To be done:
Can you copy the battery passage word for word from "FIG. 7 is a" to "manufacturing this battery."?

Selected passage:
There are various fields of application for the battery having the above structure. For example, the battery can be applied as a power supply for various vehicles such as electric vehicles and can be applied to various electronic devices including a circuit unit which operates using this battery as a power supply.

The above and further objects and novel features of the invention will more fully appear from the following detailed description when the same is read in connection with the accompanying drawing. It is to be expressly understood, however, that the drawing is for purpose of illustration only and is not intended as a definition of the limits of the invention.

BRIEF DESCRIPTION OF THE DRAWINGS

FIG. 1A is a perspective view of a lithium-ion secondary battery as one embodiment of a battery according to the invention;

FIG. 1B is a drawing which shows a cross-sectional structure of this battery;

FIG. 2 is a flow chart which shows an example of a method for manufacturing the battery of FIG. 1A;

FIG. 3A is a drawing which shows a state of application by the nozzle-scan coating method when viewed in the X-direction;

FIGS. 3B and 3C are drawings showing the same state when viewed in the Y-direction and from a diagonal upper side;

FIG. 4 is a drawing which diagrammatically shows a state of material application by the spin coating method;

FIGS. 5A, 5B and 5C are views which diagrammatically show thicknesses of solid electrolyte layers;

FIGS. 6A and 6B are views which diagrammatically show relationships between the width and interval of stripe-shaped pattern elements;

FIG. 7 is a drawing which diagrammatically shows a state of applying the positive-electrode active material by the knife coating method;

FIG. 8 is a drawing which diagrammatically shows a vehicle as an example of the device mounted with the battery according to the invention;

FIG. 9 is a drawing which diagrammatically shows an electronic device as another example of the device mounted with the battery according to the invention;

FIG. 10A is a diagram which shows a modification of the battery according to the invention; and

FIG. 10B is a drawing which shows a method for manufacturing this battery.

Supplied entries:
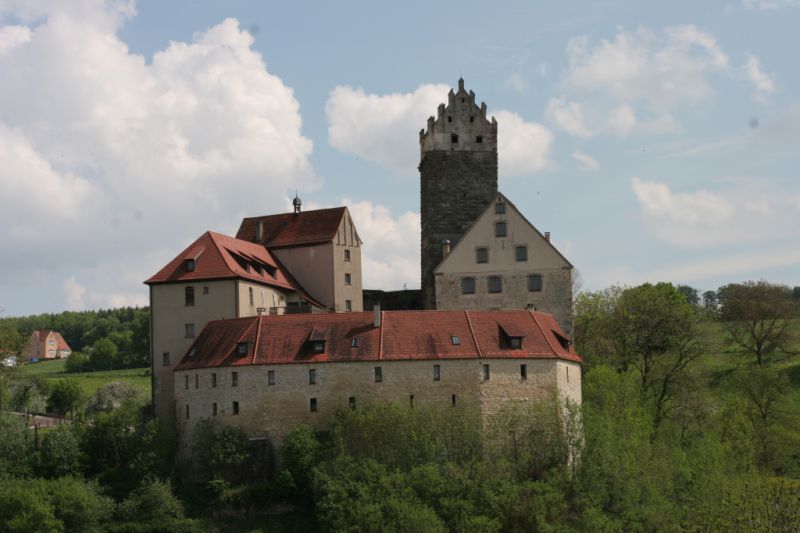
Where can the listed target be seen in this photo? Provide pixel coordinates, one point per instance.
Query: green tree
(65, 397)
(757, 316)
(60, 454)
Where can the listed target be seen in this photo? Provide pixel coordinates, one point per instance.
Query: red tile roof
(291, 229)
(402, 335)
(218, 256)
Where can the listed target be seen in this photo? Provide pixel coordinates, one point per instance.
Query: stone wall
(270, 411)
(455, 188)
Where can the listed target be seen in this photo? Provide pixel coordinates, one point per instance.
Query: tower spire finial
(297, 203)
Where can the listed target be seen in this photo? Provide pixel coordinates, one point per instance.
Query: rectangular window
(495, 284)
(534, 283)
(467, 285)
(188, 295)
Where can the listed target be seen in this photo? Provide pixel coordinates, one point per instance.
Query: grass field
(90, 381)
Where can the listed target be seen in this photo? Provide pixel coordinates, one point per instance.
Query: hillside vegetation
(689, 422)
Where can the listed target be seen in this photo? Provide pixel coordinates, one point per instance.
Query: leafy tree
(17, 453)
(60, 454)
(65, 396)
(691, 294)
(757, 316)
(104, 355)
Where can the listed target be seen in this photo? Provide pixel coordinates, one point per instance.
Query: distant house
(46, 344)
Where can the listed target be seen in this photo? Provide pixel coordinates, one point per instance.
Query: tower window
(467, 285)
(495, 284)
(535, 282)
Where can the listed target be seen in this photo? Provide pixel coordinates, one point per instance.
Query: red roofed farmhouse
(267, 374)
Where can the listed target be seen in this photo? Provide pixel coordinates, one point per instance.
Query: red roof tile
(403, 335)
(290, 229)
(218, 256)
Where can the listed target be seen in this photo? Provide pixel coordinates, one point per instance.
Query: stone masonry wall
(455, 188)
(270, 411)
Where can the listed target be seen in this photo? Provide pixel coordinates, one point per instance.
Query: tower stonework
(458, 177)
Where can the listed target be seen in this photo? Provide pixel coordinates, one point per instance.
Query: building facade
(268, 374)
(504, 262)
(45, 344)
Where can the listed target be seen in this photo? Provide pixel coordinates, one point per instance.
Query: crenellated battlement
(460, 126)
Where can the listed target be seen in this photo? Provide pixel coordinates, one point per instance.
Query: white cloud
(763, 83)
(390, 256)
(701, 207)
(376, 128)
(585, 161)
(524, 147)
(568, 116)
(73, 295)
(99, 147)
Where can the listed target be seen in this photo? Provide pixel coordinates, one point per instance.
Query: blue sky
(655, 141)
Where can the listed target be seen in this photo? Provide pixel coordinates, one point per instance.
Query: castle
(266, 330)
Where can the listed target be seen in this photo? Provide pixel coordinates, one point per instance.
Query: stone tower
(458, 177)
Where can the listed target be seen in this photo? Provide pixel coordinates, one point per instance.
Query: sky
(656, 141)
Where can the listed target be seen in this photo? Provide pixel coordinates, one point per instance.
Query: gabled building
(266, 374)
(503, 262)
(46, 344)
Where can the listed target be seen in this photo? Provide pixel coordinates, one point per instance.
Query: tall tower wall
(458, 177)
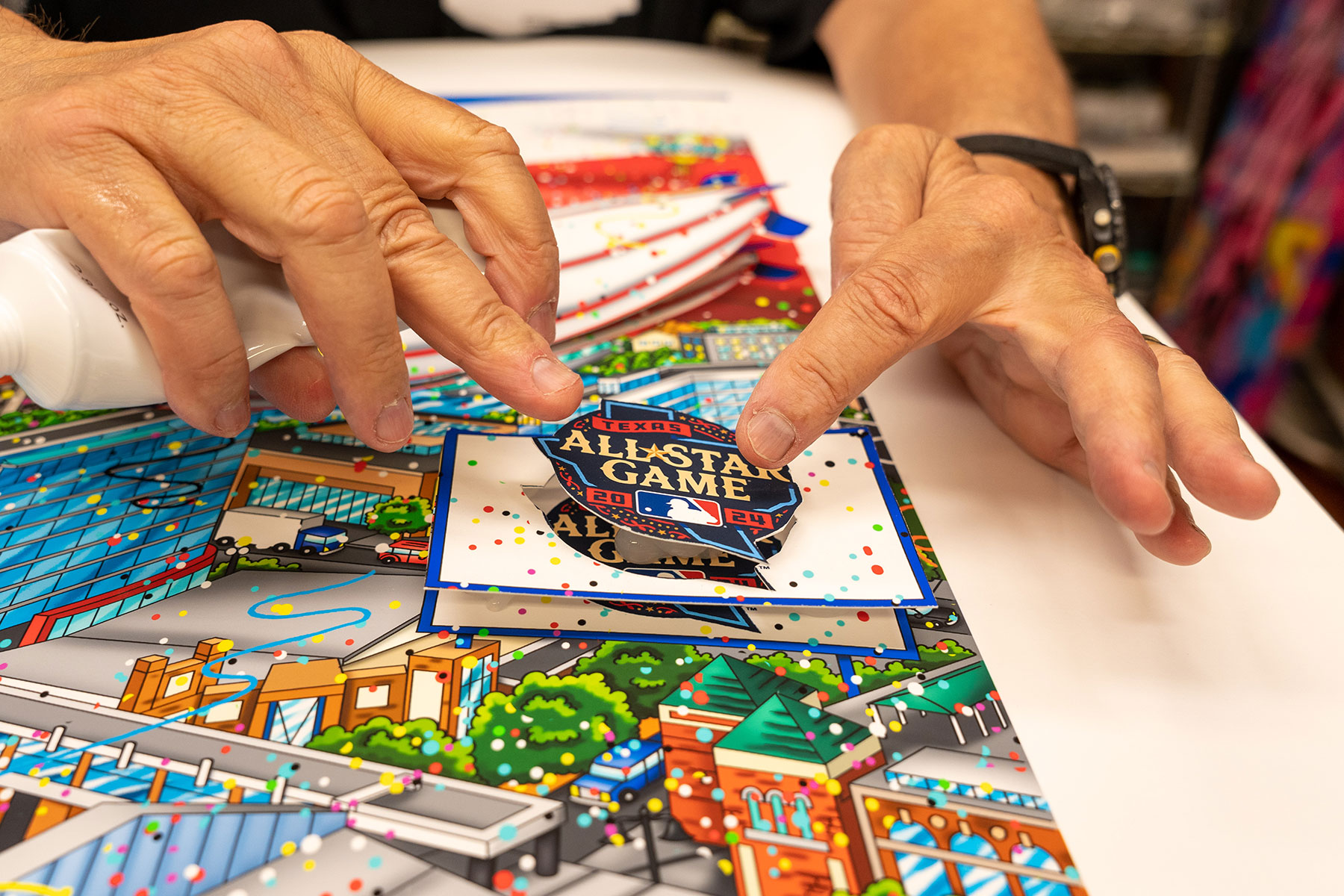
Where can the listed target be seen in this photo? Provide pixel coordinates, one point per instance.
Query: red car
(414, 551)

---

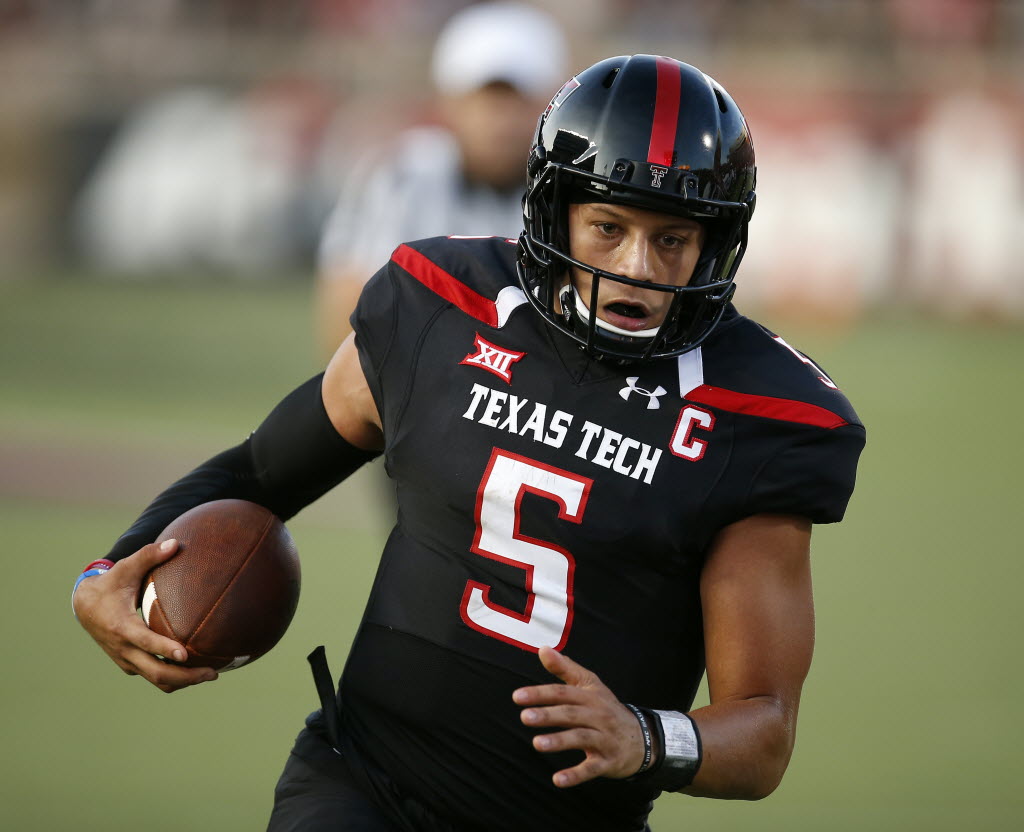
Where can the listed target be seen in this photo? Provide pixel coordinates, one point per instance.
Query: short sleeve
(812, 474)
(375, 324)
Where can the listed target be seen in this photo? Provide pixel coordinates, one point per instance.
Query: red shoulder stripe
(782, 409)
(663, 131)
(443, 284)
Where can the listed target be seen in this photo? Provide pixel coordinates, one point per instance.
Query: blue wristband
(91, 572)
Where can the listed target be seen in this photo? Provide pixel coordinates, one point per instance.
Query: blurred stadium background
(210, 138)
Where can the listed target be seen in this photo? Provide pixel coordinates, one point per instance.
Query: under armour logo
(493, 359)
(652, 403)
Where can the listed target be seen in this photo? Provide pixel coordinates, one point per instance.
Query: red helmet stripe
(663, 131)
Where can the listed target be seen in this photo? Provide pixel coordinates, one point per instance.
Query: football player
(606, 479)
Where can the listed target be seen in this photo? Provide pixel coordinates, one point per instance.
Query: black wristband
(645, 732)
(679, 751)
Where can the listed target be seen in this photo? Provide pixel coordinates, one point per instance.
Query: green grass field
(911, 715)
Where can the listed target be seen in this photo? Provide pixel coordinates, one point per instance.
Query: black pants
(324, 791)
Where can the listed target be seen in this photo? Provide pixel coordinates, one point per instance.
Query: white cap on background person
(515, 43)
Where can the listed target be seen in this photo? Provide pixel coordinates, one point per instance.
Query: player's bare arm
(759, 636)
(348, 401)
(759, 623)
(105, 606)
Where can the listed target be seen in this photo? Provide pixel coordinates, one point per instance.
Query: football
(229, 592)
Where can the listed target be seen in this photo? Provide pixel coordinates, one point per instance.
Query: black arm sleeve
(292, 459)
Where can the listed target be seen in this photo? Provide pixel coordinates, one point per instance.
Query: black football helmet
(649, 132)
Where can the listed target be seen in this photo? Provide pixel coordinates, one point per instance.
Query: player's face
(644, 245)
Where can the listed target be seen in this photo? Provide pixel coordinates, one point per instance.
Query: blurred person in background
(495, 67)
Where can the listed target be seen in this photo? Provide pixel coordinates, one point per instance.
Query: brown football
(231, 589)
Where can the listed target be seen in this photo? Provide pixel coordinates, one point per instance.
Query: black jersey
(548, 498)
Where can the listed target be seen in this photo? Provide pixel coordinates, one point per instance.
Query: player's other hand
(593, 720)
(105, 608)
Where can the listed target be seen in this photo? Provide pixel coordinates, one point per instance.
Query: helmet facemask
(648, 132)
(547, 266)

The result:
FIG. 7 is a drawing which diagrammatically shows a state of applying the positive-electrode active material by the knife coating method;

FIG. 8 is a drawing which diagrammatically shows a vehicle as an example of the device mounted with the battery according to the invention;

FIG. 9 is a drawing which diagrammatically shows an electronic device as another example of the device mounted with the battery according to the invention;

FIG. 10A is a diagram which shows a modification of the battery according to the invention; and

FIG. 10B is a drawing which shows a method for manufacturing this battery.